[start]

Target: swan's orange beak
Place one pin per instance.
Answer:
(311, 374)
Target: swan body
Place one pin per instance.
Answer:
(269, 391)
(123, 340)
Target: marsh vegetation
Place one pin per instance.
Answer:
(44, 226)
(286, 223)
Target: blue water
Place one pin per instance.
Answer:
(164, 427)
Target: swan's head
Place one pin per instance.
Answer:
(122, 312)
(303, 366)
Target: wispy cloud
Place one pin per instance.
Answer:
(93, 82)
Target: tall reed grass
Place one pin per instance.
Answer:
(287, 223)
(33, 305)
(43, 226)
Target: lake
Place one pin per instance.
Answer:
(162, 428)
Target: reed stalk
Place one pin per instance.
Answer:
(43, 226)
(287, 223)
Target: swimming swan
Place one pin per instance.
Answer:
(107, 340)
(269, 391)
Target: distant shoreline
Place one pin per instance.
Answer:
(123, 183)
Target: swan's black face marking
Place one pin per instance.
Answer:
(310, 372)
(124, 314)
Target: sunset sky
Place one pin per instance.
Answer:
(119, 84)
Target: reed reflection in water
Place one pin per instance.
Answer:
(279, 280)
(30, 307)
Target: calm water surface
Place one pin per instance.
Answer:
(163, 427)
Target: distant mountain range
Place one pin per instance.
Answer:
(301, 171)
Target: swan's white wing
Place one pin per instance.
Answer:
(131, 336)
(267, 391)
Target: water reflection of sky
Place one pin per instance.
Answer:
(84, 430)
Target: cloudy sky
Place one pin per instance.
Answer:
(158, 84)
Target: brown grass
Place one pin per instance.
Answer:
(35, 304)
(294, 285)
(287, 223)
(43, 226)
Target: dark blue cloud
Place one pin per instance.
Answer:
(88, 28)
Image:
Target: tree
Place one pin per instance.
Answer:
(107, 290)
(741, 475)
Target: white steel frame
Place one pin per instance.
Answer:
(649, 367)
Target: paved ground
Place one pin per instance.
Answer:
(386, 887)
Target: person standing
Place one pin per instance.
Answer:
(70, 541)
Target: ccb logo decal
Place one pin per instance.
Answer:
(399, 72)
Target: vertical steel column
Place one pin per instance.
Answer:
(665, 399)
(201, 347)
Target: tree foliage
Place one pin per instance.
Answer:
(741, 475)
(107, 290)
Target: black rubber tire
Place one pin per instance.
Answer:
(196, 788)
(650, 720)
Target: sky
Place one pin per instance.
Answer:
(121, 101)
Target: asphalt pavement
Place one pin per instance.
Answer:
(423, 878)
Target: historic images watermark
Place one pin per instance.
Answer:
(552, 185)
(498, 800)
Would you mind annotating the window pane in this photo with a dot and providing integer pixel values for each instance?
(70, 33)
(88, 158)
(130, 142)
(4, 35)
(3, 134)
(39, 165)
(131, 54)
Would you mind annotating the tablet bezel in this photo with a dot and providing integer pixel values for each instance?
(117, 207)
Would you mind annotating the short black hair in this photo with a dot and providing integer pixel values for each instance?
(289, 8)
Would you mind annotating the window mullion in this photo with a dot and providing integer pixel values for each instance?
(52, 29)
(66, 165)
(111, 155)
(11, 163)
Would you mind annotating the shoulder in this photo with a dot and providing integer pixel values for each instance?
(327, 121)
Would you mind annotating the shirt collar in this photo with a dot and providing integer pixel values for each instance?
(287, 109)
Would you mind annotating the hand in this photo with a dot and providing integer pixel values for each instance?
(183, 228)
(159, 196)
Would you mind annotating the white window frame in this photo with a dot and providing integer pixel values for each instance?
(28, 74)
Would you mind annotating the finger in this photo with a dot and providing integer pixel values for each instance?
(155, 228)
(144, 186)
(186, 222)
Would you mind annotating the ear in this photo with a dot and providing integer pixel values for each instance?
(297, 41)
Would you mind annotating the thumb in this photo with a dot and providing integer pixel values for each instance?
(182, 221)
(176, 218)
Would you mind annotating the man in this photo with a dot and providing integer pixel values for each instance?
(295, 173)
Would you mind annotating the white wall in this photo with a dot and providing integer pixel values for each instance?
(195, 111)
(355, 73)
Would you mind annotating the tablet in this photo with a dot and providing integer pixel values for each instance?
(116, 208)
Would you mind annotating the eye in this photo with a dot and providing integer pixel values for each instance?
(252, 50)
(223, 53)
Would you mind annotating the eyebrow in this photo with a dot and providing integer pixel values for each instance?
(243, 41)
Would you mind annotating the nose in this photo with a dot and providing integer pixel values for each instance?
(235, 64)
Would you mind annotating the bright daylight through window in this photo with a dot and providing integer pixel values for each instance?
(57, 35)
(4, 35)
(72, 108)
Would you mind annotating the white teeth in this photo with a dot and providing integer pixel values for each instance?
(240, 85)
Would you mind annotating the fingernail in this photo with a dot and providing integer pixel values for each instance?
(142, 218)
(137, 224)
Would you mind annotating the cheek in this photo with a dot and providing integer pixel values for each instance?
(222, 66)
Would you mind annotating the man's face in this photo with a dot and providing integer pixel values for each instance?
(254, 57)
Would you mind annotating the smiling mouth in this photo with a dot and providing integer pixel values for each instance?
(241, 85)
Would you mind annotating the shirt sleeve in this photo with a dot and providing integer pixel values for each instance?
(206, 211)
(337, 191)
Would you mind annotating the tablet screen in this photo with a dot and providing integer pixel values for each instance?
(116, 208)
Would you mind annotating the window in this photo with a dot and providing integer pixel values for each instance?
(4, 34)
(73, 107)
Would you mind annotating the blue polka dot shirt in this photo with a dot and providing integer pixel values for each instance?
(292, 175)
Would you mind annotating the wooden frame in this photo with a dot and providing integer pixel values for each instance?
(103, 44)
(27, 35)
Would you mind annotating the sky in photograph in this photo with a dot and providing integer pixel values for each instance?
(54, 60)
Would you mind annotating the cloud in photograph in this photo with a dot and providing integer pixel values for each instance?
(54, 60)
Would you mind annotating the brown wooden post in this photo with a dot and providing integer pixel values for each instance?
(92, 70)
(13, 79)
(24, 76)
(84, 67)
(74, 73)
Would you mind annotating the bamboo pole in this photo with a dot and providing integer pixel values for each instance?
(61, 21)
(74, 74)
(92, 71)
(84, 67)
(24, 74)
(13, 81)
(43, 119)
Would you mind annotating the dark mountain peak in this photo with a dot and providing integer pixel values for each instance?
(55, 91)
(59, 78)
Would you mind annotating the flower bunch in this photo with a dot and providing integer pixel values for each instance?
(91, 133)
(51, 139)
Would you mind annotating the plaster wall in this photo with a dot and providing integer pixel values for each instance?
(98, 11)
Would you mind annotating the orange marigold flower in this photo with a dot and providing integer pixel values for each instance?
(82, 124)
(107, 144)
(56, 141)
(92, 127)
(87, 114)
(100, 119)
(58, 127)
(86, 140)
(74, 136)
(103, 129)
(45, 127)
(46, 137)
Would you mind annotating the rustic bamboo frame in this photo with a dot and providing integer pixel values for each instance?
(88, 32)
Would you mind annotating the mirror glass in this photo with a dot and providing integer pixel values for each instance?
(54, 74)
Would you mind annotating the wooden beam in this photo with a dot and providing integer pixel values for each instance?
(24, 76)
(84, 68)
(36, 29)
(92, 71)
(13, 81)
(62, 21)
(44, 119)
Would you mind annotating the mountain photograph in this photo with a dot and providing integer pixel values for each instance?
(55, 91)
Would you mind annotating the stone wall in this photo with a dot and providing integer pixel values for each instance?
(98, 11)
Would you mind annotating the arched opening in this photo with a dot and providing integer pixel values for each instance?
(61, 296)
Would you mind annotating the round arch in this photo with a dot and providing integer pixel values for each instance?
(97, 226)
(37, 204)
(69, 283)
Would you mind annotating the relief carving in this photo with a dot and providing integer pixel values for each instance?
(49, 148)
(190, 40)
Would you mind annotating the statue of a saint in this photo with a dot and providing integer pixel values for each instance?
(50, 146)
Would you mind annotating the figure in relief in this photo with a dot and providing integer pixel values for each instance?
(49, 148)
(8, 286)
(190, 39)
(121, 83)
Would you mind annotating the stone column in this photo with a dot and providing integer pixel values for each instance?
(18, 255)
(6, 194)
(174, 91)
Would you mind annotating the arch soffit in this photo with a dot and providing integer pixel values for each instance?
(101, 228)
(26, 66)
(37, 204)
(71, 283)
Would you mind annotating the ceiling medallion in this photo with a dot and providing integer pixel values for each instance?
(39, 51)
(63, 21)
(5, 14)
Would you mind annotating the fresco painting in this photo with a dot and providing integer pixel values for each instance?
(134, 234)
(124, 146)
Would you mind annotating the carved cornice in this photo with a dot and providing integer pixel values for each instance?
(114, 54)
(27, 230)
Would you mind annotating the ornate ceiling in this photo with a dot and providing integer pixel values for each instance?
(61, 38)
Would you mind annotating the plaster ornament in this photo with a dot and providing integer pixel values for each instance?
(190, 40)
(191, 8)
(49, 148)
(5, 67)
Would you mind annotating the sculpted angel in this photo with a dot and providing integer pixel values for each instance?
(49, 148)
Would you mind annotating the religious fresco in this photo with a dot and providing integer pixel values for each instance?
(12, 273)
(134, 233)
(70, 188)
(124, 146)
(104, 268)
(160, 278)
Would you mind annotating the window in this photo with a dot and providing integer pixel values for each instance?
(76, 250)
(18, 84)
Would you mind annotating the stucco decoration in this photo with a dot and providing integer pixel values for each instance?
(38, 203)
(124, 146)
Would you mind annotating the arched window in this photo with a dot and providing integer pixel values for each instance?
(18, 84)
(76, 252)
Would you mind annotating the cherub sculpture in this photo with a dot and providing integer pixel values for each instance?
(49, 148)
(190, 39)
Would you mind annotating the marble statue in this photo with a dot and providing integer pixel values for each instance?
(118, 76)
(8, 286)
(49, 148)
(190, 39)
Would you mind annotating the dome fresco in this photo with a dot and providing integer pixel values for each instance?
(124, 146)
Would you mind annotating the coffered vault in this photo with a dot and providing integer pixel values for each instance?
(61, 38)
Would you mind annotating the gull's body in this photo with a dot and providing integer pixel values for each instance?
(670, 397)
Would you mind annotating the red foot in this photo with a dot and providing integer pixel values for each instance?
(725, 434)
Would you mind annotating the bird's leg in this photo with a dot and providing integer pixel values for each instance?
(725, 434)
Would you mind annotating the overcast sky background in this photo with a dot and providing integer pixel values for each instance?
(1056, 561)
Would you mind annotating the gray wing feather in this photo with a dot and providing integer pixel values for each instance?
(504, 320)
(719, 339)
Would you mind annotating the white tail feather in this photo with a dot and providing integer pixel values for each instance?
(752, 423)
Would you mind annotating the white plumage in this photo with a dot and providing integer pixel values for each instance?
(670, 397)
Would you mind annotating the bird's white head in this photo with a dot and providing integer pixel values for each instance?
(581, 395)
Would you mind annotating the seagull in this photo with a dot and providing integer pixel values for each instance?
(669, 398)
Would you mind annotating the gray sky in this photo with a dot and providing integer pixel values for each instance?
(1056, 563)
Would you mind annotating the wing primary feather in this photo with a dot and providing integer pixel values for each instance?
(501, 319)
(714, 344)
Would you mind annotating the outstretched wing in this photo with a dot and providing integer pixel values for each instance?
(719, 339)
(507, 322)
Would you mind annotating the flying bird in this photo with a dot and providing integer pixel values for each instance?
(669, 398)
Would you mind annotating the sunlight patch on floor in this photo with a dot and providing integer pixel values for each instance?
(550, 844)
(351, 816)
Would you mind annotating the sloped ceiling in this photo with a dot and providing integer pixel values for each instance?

[end]

**EXERCISE**
Copy out, word for word, every line from the one containing "Would you mind annotating the flying" through the end of the records above, both ends included.

**ANSWER IN FULL**
Would you mind annotating the flying bird in this photo with a dot and providing integer pixel values for each instance?
(669, 398)
Would you mind annotating the sunlight patch on floor in this photo with a dot and providing integer pixel values for each instance?
(550, 844)
(351, 816)
Would you mind annotating the sloped ceiling in this photo with a dot and providing integer pixel values for each instance?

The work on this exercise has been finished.